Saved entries
━━━━━━━━━━
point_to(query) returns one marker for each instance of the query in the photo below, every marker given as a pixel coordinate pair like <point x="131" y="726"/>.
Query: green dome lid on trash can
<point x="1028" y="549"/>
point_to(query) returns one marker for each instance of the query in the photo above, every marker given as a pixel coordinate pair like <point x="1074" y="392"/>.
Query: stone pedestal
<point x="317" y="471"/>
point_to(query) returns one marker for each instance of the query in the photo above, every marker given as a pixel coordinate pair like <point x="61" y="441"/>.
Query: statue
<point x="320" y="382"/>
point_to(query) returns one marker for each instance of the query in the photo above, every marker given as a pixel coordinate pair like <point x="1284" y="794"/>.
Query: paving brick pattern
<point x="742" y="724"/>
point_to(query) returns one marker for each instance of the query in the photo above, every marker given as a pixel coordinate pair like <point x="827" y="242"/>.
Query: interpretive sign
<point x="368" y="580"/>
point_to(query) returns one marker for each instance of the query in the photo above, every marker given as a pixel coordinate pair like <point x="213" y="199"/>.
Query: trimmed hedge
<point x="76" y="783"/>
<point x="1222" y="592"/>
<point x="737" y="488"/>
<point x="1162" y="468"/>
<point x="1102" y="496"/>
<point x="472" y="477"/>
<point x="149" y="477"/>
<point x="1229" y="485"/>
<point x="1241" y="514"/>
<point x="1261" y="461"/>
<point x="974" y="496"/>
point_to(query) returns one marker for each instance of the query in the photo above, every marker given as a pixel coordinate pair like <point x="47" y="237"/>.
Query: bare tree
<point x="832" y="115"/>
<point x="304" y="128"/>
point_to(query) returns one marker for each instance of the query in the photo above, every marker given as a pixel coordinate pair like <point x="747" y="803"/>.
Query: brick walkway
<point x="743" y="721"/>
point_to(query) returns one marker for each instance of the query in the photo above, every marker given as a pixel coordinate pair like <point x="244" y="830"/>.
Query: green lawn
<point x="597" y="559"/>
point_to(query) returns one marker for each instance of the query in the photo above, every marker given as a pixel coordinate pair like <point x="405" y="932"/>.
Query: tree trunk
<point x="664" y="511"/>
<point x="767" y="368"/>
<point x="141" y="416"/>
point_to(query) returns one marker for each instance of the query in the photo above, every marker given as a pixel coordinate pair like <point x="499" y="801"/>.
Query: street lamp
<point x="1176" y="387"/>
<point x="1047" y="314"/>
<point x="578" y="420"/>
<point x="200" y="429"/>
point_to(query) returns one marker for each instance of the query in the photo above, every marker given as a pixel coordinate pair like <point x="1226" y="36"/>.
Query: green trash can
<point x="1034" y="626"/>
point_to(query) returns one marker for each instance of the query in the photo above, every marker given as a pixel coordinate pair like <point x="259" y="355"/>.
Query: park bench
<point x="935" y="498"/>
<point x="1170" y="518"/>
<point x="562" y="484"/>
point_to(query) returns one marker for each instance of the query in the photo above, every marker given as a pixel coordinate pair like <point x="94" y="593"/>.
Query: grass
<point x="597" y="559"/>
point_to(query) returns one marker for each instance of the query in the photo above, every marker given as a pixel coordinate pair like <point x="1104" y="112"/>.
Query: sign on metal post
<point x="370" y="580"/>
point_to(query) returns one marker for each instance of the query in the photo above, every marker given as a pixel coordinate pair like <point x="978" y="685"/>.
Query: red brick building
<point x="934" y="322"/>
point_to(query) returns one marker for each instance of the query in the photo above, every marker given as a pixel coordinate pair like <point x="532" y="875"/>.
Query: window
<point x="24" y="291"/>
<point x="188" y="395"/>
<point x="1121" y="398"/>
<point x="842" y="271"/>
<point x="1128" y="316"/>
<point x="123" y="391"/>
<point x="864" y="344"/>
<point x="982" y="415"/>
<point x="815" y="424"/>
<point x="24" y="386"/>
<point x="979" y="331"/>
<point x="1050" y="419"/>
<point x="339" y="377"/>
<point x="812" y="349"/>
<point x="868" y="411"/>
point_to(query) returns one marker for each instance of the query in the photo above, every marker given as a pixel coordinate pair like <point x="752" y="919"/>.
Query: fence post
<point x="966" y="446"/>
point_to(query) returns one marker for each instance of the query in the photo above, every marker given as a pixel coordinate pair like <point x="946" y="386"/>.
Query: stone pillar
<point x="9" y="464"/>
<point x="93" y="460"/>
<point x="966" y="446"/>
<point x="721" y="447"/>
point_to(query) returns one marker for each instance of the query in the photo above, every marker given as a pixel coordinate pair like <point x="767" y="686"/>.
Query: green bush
━━━━━━━━━━
WHAT IS NEEDED: Print out all the entries above exactly.

REPLY TO THE TASK:
point_to(query) returns one marker for each instance of the query in the photo below, every marker given as a pixel coordinate pair like <point x="131" y="726"/>.
Query: green dome lid on trash can
<point x="1028" y="549"/>
point_to(query) returns one marker for each instance of the query in the photo above, every marker given as a pixel coordinate pair like <point x="1074" y="392"/>.
Query: stone pedestal
<point x="317" y="471"/>
point_to(query) returns one marker for each instance of the query in the photo above, every marker given as a pixel coordinate pair like <point x="61" y="441"/>.
Query: statue
<point x="320" y="382"/>
point_to(query) returns one marker for each instance of the query in the photo above, every marker given as a pixel coordinate pair like <point x="1284" y="794"/>.
Query: paving brick pattern
<point x="742" y="724"/>
point_to(query) returns one marker for each instance of the query in the photo above, every marker given as a pixel coordinate pair like <point x="827" y="242"/>.
Query: interpretive sign
<point x="368" y="580"/>
point_to(query) returns one marker for each instance of the query in the photo above, every marker given as a pixel coordinate pair like <point x="213" y="199"/>.
Query: trimmed hedge
<point x="76" y="783"/>
<point x="1222" y="592"/>
<point x="737" y="488"/>
<point x="1162" y="468"/>
<point x="1102" y="496"/>
<point x="472" y="477"/>
<point x="149" y="477"/>
<point x="1229" y="485"/>
<point x="1241" y="514"/>
<point x="1261" y="461"/>
<point x="974" y="496"/>
point_to(query) returns one marker for each instance of the query in the photo above, every marker given as a pixel coordinate pair like <point x="47" y="237"/>.
Query: bare tree
<point x="832" y="115"/>
<point x="304" y="128"/>
point_to(query) returns one marker for each instance of the query in the photo above, every marker given as a pixel coordinate pair like <point x="747" y="803"/>.
Query: brick walkway
<point x="743" y="721"/>
point_to(query) returns one marker for each instance of the query in the photo above, every marker given as a pixel coordinate pair like <point x="244" y="830"/>.
Query: green lawn
<point x="597" y="559"/>
point_to(query) returns one marker for each instance of the query in the photo above, every marker given as a pixel coordinate pair like <point x="405" y="932"/>.
Query: tree trunk
<point x="664" y="511"/>
<point x="767" y="368"/>
<point x="141" y="416"/>
point_to(query) returns one marker for each instance of the query in the photo above, every marker given as a pixel coordinate pair like <point x="499" y="801"/>.
Query: street lamp
<point x="1176" y="387"/>
<point x="1047" y="314"/>
<point x="578" y="420"/>
<point x="200" y="429"/>
point_to(query) returns one marker for each instance of the query in the photo above, every marker given as a pixel coordinate pair like <point x="1226" y="36"/>.
Query: green trash can
<point x="1034" y="626"/>
point_to(query) returns one marker for each instance of the query in the photo above, every marker given as a pixel coordinate pair like <point x="259" y="355"/>.
Query: park bench
<point x="935" y="498"/>
<point x="1170" y="518"/>
<point x="562" y="484"/>
point_to(query) returns one marker for each instance of the query in the photo above, every marker given as a pixel coordinate pair like <point x="94" y="593"/>.
Query: grass
<point x="597" y="559"/>
point_to(query) returns one marker for each instance of the query in the photo above, every marker given as a pixel coordinate pair like <point x="1104" y="112"/>.
Query: sign on metal post
<point x="370" y="580"/>
point_to(query) returns one marker for each instance of the query in the photo above, every marker given as a pixel coordinate pair like <point x="978" y="685"/>.
Query: red brick building
<point x="934" y="322"/>
point_to(query) returns one marker for each instance of the query in the photo above, every marker given as a pixel coordinate pair like <point x="532" y="875"/>.
Query: window
<point x="24" y="291"/>
<point x="188" y="395"/>
<point x="1121" y="398"/>
<point x="842" y="271"/>
<point x="1128" y="316"/>
<point x="123" y="391"/>
<point x="864" y="344"/>
<point x="982" y="415"/>
<point x="815" y="424"/>
<point x="24" y="386"/>
<point x="979" y="331"/>
<point x="1050" y="419"/>
<point x="339" y="377"/>
<point x="812" y="349"/>
<point x="868" y="411"/>
point_to(query) returns one marker for each instance of the query in the photo above, every marker given as a pixel coordinate pair like <point x="752" y="919"/>.
Query: fence post
<point x="966" y="446"/>
point_to(query) returns one marker for each instance of the query in the photo above, every marker given as a pixel coordinate pair like <point x="946" y="386"/>.
Query: stone pillar
<point x="9" y="464"/>
<point x="93" y="460"/>
<point x="966" y="446"/>
<point x="721" y="447"/>
point_to(query) returns one marker for each instance of the query in the photo above, every marker given as a pixel coordinate pair like <point x="767" y="686"/>.
Query: green bush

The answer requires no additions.